* TASK DESCRIPTION: Retype all of the data that follows, line for line.
╭──
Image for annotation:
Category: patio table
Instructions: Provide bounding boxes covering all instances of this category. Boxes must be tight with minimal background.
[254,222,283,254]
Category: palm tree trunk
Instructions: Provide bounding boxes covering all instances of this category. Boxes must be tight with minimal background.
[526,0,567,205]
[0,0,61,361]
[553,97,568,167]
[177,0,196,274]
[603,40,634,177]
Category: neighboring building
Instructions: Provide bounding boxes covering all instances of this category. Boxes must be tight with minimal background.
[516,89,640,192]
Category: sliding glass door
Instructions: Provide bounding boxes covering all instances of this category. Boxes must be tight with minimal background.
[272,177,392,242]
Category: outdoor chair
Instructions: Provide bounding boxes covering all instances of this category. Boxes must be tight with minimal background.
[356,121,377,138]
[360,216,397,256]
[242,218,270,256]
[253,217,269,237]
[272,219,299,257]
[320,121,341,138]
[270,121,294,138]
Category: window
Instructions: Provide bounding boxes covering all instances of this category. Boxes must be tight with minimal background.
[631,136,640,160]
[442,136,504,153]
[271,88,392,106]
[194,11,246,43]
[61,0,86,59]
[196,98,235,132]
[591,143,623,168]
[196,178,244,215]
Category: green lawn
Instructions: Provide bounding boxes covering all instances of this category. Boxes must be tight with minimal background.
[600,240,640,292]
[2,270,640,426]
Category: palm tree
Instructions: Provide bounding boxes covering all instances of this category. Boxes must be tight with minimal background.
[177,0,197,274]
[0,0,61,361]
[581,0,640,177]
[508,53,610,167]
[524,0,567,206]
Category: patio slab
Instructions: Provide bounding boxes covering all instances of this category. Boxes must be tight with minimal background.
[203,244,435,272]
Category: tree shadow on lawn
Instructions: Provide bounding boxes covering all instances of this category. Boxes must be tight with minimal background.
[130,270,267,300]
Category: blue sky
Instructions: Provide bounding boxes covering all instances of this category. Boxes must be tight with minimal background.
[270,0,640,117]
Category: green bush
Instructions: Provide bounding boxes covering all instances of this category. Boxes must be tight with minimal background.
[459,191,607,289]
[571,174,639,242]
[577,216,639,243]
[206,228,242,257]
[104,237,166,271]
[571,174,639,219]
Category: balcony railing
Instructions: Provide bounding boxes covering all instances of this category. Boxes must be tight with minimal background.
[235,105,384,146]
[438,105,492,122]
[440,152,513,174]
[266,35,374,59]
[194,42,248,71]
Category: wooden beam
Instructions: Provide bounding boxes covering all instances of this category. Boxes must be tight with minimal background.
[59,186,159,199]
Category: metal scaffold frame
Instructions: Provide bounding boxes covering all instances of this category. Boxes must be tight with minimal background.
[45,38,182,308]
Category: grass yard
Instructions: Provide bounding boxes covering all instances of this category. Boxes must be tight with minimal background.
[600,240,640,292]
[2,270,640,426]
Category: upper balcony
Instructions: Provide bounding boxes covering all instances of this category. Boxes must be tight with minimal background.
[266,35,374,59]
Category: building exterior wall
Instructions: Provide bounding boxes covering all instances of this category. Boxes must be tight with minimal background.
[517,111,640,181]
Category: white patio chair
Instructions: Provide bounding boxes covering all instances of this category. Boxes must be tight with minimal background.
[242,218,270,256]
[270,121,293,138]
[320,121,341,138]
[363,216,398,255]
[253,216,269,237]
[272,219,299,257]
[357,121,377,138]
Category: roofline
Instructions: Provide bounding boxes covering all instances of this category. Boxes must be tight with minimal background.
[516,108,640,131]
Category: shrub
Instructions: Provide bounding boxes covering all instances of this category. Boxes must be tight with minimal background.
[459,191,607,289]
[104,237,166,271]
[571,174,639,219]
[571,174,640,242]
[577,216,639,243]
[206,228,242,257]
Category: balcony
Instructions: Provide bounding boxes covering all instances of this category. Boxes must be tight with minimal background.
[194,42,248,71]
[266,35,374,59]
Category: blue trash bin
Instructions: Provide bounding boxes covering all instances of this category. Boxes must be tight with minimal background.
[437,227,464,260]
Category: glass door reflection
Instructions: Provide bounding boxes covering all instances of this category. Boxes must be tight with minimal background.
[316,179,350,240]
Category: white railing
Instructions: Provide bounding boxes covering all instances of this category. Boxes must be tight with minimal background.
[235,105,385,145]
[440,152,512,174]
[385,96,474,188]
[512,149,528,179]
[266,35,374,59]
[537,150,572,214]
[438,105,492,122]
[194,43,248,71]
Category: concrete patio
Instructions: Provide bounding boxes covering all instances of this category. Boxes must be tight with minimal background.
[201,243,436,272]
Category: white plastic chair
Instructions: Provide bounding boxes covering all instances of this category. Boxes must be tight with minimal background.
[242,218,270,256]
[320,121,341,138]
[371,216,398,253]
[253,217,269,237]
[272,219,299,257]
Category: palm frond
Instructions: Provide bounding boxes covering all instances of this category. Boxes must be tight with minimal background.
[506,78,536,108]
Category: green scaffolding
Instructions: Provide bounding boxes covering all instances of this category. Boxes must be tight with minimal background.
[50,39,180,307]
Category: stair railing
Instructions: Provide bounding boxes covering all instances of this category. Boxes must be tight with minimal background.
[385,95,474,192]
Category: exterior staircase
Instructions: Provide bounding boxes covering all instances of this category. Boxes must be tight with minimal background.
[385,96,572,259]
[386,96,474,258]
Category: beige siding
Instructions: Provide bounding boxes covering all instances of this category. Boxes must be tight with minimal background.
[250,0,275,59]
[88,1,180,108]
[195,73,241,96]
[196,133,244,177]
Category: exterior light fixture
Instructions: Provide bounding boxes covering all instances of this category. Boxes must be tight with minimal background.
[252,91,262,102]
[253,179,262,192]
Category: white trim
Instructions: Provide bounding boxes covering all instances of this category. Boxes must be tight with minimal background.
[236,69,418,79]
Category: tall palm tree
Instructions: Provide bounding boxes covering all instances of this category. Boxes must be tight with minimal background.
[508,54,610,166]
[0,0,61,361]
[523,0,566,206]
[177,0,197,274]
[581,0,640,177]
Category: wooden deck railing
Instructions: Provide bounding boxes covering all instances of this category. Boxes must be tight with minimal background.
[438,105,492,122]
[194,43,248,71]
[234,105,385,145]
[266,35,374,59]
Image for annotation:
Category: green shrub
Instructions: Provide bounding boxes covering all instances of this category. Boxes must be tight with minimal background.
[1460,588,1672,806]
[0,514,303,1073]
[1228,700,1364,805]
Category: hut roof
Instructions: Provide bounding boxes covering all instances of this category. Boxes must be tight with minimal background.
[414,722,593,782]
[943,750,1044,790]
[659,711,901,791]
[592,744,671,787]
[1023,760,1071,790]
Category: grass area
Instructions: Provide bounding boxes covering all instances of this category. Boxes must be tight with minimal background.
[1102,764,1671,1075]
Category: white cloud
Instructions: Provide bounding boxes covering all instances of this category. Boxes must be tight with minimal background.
╰──
* SOLUTION TO THE PROBLEM:
Image for annotation:
Category: patio table
Instructions: Provide bounding boxes covering all instances of this category. Boxes must be tight with minimal background.
[254,222,283,254]
Category: palm tree trunk
Instructions: Provide bounding boxes covering all instances of this category. Boxes must be tight with minimal background.
[526,0,567,205]
[0,0,61,361]
[553,97,568,167]
[177,0,196,274]
[603,40,634,177]
Category: neighboring building
Instructions: Provide bounding boxes covering all instances of this category. Boxes must be tight with minimal background.
[516,89,640,192]
Category: sliding glass door
Instructions: Provide bounding boxes covering all instances of this category. Boxes must be tight with minimal background.
[272,177,392,242]
Category: outdoor chair
Instructions: Provide bounding boxes covering all instances of this category. Boxes must be tight with minimal background.
[356,121,377,138]
[360,216,397,256]
[242,218,270,256]
[253,217,269,237]
[272,219,299,257]
[320,121,341,138]
[270,121,294,138]
Category: window
Instructions: Provide bounding boxes covering all instances of this category. Boxes must be tight with minimal background.
[631,136,640,160]
[442,136,504,153]
[271,88,392,106]
[194,11,246,43]
[61,0,86,59]
[196,98,235,132]
[591,143,623,168]
[196,178,244,215]
Category: green lawn
Instructions: Provide bounding boxes covering all instances of this category. Boxes must be tight with minimal background.
[600,240,640,292]
[2,270,640,426]
Category: palm tree
Instructions: Provide bounding boxes covering all instances of this category. Boxes must be tight with minimal background.
[177,0,197,274]
[0,0,61,361]
[581,0,640,177]
[508,53,610,167]
[524,0,567,206]
Category: patio slab
Instructions: Provide bounding boxes covering all instances of this category. Boxes must be tight with minimal background.
[203,244,435,272]
Category: tree shadow on lawn
Instructions: Provide bounding boxes covering all instances of this category. Boxes must be tight with minimal background.
[130,270,267,300]
Category: blue sky
Instructions: Provide bounding boxes covering all instances of this category. Boxes must be tight with minimal background.
[270,0,640,117]
Category: green bush
Instructions: Provide bounding boxes covering all instances of this category. Boxes must be tight with minimal background.
[459,191,607,289]
[571,174,639,242]
[577,216,639,243]
[206,228,242,257]
[104,237,166,271]
[571,174,639,219]
Category: balcony railing
Instructions: Provide bounding boxes covering all instances of this category. Boxes must be tight with minimal background.
[235,105,384,146]
[438,105,492,122]
[440,152,513,174]
[266,35,374,59]
[194,42,248,71]
Category: wooden beam
Instructions: Provide bounding boxes covering all instances of this category. Boxes must be tight with minimal background.
[59,186,159,199]
Category: metal scaffold frame
Instructions: Provide bounding boxes covering all instances of this category. Boxes must be tight with minimal background.
[45,38,182,308]
Category: grass yard
Instructions: Provide bounding boxes covering all instances of this category. Boxes must be tight with minimal background.
[600,240,640,292]
[2,270,640,426]
Category: upper balcony
Instructions: Provide bounding boxes covering all instances of this category. Boxes must be tight with minimal background.
[266,35,374,59]
Category: building exterior wall
Instructions: Provide bounding boxes covering all instances of this category. Boxes must be tight with minimal background.
[517,111,640,181]
Category: white patio chair
Instructions: Provide bounding boxes covering all instances of this category. Boxes must be tight with minimal background.
[242,218,270,256]
[270,121,293,138]
[320,121,341,138]
[363,216,398,255]
[253,216,269,237]
[272,219,299,257]
[357,121,377,138]
Category: roofline
Instructions: Provide bounding boxes covering all instances of this category. Boxes must be tight with minimal background.
[516,108,640,131]
Category: shrub
Instructions: Provide bounding boxes covering all instances of this category. Boxes must be tight with minimal background.
[459,191,607,289]
[104,237,166,271]
[571,174,639,219]
[571,174,640,242]
[577,216,639,243]
[206,228,242,257]
Category: balcony
Instructions: Provide bounding boxes covering all instances of this category. Boxes must be tight with minimal background.
[194,42,248,71]
[266,35,374,59]
Category: blue trash bin
Instructions: Provide bounding boxes covering all instances of this category. Boxes must be tight with minimal background.
[437,227,464,260]
Category: glass door reflection
Instructions: Provide bounding boxes covering all instances of this category. Boxes must be tight with minimal background.
[316,179,350,240]
Category: white railing
Instructions: Provide bounding boxes covering all instances of this category. Boxes must be tight with minimal background.
[235,105,385,145]
[440,152,512,174]
[385,96,474,188]
[512,149,528,179]
[266,35,374,59]
[537,150,572,214]
[438,105,492,122]
[194,43,248,71]
Category: concrete patio
Instructions: Provide bounding boxes covering all instances of this category. Boxes must be tight with minimal background.
[201,243,436,272]
Category: white plastic chair
Instructions: Provide bounding boxes covering all instances of this category. Boxes must be tight with minimal background.
[242,218,270,256]
[320,121,341,138]
[371,216,398,253]
[253,217,269,237]
[272,219,299,257]
Category: palm frond
Instructions: Provide bounding boxes covering all instances of this category. Boxes must be tight with minimal background.
[506,78,536,108]
Category: green scaffolding
Instructions: Provide bounding boxes covering all instances of this category. Boxes must be tight with minimal background.
[50,39,180,307]
Category: stair railing
Instructions: Provide bounding boxes covering all instances of this category. Boxes must be tight with minimal background.
[385,95,474,192]
Category: exterior staircase
Instructions: Provide bounding boxes covering all instances of this category. Boxes must be tight with minimal background.
[385,96,572,259]
[386,96,474,258]
Category: beige siding
Instructions: Provide bounding boxes covering all instances of this category. Boxes must be tight with minimal background.
[250,0,275,59]
[88,1,180,108]
[195,73,241,96]
[196,133,244,177]
Category: exterior light fixture
Instructions: Provide bounding boxes covering all instances of this category. Boxes must be tight with minimal background.
[252,91,262,102]
[253,179,262,192]
Category: white trim
Instructions: Provide bounding boxes covering all instances of this category. Boxes must be tight with minimal background.
[236,69,418,79]
Category: tall palm tree
Instructions: Provide bounding boxes covering all instances of this category. Boxes must be tight with minimal background.
[508,54,610,166]
[0,0,61,361]
[523,0,566,206]
[177,0,197,274]
[581,0,640,177]
Category: wooden deck railing
Instructions: Provide bounding boxes covering all instances of this category. Boxes must be tight with minimal background.
[438,105,492,122]
[194,43,248,71]
[234,105,385,145]
[266,35,374,59]
Image for annotation:
Category: green shrub
Instructions: Provide bounding boxes covering all instances of this category. Boxes must be tight with minimal background.
[1460,588,1672,806]
[0,514,303,1073]
[1228,700,1364,805]
Category: hut roof
Instructions: Provide bounding boxes covering all instances of this category. Boxes must be tight with minimal background.
[414,722,593,782]
[943,750,1044,790]
[659,711,901,791]
[592,744,671,787]
[1023,760,1071,790]
Category: grass area
Instructions: Provide bounding boxes covering all instances of this category. Boxes must be tight with minimal background.
[1102,764,1671,1075]
Category: white cloud
Instructions: Provide bounding boxes covering all instances of this category. Boxes must be tight with minimal background.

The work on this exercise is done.